AVAILABLE RECORDS Block Start

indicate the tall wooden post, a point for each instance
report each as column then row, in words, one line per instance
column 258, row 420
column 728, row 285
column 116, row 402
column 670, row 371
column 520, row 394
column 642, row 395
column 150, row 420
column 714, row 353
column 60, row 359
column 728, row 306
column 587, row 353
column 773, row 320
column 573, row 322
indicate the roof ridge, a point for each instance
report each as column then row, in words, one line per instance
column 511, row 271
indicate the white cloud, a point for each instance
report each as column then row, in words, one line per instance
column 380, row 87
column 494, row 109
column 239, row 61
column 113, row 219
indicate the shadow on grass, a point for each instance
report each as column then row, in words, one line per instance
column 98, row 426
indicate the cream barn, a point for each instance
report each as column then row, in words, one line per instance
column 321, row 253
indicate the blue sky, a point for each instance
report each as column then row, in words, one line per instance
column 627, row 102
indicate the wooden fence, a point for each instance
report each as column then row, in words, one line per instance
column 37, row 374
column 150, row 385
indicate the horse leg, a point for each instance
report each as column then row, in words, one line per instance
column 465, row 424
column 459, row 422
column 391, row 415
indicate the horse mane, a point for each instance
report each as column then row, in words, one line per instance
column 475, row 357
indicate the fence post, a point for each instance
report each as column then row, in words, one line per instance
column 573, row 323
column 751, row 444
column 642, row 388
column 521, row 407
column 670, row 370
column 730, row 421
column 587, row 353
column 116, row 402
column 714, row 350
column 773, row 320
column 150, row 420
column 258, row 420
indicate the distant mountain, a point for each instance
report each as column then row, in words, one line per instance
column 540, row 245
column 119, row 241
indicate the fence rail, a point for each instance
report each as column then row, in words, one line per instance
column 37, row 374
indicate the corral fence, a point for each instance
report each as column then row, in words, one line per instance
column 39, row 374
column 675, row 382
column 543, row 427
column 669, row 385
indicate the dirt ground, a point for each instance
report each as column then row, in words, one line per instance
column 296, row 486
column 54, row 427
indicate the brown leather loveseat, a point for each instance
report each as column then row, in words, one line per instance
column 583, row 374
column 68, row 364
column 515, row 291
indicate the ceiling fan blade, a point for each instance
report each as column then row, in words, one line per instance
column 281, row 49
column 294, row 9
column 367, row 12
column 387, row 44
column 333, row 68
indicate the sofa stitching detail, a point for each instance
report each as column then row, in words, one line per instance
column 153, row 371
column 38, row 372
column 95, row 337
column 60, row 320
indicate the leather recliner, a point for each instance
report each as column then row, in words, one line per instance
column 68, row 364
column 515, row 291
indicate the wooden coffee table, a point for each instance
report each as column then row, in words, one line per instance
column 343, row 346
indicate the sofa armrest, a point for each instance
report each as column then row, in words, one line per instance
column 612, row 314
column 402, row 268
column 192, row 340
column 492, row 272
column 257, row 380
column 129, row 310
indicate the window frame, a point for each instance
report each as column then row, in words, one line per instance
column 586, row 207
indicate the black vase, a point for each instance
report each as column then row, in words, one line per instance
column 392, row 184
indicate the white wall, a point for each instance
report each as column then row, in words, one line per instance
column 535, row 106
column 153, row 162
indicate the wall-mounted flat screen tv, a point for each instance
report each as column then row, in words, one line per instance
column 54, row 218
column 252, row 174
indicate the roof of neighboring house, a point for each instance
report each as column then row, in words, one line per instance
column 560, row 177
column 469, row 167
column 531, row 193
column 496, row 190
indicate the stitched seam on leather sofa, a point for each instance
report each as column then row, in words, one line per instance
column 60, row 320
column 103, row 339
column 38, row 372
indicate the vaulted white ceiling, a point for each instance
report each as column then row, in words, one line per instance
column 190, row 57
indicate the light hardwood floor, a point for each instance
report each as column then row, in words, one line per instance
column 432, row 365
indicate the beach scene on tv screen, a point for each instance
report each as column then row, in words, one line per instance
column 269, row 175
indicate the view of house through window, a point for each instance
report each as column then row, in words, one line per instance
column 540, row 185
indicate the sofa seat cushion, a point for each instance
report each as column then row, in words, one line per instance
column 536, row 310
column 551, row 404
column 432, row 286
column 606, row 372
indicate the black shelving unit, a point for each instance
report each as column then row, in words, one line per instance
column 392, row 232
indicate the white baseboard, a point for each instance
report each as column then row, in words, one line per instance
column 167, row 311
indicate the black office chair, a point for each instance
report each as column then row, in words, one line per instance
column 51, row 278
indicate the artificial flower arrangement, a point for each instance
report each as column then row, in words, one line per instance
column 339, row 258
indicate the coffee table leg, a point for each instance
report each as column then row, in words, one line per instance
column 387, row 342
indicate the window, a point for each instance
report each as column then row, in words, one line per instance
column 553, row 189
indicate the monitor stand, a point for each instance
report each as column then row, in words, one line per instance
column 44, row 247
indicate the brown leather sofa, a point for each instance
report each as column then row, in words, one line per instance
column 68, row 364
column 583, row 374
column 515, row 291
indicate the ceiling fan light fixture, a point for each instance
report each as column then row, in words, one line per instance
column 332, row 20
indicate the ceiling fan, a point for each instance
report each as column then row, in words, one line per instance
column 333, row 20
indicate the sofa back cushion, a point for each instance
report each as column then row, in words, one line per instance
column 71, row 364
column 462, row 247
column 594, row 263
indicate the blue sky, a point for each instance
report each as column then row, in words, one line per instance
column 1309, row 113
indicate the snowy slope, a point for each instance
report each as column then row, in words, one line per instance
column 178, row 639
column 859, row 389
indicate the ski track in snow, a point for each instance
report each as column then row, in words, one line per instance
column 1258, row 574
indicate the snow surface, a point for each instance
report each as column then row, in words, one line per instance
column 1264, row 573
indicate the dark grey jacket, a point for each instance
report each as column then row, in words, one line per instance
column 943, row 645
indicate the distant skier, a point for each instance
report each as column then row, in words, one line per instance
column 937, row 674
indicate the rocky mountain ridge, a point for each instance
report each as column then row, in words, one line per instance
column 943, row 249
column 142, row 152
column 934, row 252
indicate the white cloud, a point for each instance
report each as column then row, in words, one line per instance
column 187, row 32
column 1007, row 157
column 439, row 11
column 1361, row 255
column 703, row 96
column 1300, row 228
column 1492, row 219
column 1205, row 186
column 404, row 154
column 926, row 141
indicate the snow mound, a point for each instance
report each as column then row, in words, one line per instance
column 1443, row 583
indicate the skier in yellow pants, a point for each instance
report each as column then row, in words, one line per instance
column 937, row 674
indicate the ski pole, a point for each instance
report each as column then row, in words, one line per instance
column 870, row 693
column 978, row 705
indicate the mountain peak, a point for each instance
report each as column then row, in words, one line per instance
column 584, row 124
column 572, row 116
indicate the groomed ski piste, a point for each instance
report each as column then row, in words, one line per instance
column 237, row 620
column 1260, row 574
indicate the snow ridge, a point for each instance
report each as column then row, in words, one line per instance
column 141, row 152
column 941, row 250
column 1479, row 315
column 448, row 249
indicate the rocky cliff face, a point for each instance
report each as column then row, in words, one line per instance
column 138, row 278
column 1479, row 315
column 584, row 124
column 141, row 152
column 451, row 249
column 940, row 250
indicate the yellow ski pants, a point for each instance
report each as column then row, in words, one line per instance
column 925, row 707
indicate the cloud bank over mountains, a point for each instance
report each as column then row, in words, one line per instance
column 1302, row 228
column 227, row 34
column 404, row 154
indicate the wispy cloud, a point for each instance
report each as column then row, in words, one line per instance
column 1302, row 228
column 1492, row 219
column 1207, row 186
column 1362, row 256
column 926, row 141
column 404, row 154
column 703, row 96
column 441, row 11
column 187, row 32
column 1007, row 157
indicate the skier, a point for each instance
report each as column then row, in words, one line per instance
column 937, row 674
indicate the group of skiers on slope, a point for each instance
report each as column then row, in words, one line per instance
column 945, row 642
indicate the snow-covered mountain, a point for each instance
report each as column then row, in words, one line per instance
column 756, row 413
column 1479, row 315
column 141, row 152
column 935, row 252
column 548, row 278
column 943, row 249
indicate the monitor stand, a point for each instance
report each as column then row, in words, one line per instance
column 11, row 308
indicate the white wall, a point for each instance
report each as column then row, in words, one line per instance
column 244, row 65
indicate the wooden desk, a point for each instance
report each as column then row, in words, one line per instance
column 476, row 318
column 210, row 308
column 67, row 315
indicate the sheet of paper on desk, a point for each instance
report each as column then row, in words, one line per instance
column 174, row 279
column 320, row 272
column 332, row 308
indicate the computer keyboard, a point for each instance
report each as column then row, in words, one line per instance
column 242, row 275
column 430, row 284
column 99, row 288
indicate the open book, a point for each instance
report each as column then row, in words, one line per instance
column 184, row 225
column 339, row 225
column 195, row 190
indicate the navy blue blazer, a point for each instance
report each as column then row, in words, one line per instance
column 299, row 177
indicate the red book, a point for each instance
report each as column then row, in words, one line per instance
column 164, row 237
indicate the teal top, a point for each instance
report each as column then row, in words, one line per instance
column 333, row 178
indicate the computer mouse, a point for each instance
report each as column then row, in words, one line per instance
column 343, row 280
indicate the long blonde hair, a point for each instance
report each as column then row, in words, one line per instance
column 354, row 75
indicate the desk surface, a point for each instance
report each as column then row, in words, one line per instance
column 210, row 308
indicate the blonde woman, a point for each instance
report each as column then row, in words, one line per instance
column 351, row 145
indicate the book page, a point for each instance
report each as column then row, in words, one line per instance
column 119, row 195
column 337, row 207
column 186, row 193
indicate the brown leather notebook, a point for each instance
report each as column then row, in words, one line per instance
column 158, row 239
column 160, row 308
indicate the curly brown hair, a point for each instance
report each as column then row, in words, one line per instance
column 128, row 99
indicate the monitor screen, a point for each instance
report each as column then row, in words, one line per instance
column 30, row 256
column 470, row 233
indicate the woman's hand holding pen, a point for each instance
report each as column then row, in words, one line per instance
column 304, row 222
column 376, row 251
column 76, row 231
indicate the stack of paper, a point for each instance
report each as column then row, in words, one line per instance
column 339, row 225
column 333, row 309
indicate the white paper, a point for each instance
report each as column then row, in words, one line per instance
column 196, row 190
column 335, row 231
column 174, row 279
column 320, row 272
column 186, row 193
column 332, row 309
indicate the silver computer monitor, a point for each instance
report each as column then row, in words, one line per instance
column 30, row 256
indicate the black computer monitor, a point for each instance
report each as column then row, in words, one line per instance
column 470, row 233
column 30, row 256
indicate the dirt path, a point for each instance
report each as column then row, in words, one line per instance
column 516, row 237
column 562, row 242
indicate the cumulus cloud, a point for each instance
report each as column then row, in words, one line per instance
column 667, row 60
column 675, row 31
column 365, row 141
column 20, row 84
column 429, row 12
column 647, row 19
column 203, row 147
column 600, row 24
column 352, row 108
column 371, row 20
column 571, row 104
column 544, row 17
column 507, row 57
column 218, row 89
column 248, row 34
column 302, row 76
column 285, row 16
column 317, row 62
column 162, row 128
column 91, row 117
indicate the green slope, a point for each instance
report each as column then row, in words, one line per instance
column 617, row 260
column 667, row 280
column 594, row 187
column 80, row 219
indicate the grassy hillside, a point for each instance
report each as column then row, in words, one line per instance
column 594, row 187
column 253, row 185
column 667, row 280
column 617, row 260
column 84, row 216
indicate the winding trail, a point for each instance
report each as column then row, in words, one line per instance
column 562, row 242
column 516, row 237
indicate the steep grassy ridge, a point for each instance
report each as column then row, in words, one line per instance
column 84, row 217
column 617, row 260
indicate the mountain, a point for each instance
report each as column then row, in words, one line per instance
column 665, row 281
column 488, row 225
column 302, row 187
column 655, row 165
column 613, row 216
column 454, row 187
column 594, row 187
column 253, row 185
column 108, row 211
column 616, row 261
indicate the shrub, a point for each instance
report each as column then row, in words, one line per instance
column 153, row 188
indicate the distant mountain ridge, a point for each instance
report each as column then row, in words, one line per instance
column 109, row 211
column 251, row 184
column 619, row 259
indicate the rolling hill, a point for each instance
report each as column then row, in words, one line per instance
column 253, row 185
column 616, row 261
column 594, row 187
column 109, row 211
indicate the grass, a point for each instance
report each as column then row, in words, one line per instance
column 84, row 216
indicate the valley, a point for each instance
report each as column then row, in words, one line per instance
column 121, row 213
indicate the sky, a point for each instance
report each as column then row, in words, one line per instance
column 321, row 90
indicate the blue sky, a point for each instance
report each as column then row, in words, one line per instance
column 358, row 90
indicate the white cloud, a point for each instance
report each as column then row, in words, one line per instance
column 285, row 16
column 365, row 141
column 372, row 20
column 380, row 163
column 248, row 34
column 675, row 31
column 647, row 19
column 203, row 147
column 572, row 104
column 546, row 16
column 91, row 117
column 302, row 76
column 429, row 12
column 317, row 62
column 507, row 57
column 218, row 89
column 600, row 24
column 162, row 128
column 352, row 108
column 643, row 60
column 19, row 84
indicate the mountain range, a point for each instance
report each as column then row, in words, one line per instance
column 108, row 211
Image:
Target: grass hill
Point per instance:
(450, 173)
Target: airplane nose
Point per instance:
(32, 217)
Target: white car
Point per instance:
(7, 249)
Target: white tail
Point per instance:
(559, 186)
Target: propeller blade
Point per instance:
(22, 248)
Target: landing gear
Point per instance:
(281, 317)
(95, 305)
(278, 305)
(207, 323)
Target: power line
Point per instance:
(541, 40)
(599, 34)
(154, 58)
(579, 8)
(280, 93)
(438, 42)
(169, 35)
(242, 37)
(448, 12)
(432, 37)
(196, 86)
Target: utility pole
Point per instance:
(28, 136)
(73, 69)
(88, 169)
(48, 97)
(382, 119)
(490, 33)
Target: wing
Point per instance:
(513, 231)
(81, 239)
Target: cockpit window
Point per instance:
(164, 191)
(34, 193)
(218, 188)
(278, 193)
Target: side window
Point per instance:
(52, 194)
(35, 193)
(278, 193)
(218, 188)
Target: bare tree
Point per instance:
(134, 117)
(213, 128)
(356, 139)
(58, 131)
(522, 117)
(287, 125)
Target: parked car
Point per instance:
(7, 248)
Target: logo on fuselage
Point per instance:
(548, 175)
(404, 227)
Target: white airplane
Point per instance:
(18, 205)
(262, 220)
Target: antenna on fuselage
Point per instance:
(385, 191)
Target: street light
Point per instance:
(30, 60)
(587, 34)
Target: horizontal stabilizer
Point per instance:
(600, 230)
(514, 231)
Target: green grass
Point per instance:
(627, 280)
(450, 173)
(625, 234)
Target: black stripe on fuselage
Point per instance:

AVAILABLE RECORDS Block End

§ **TASK BRIEF**: Nothing but the lines with "fuselage" should be returned, copied from the entries above.

§ **RESULT FOR THIS EXERCISE**:
Target: logo on fuselage
Target: antenna on fuselage
Target: black stripe on fuselage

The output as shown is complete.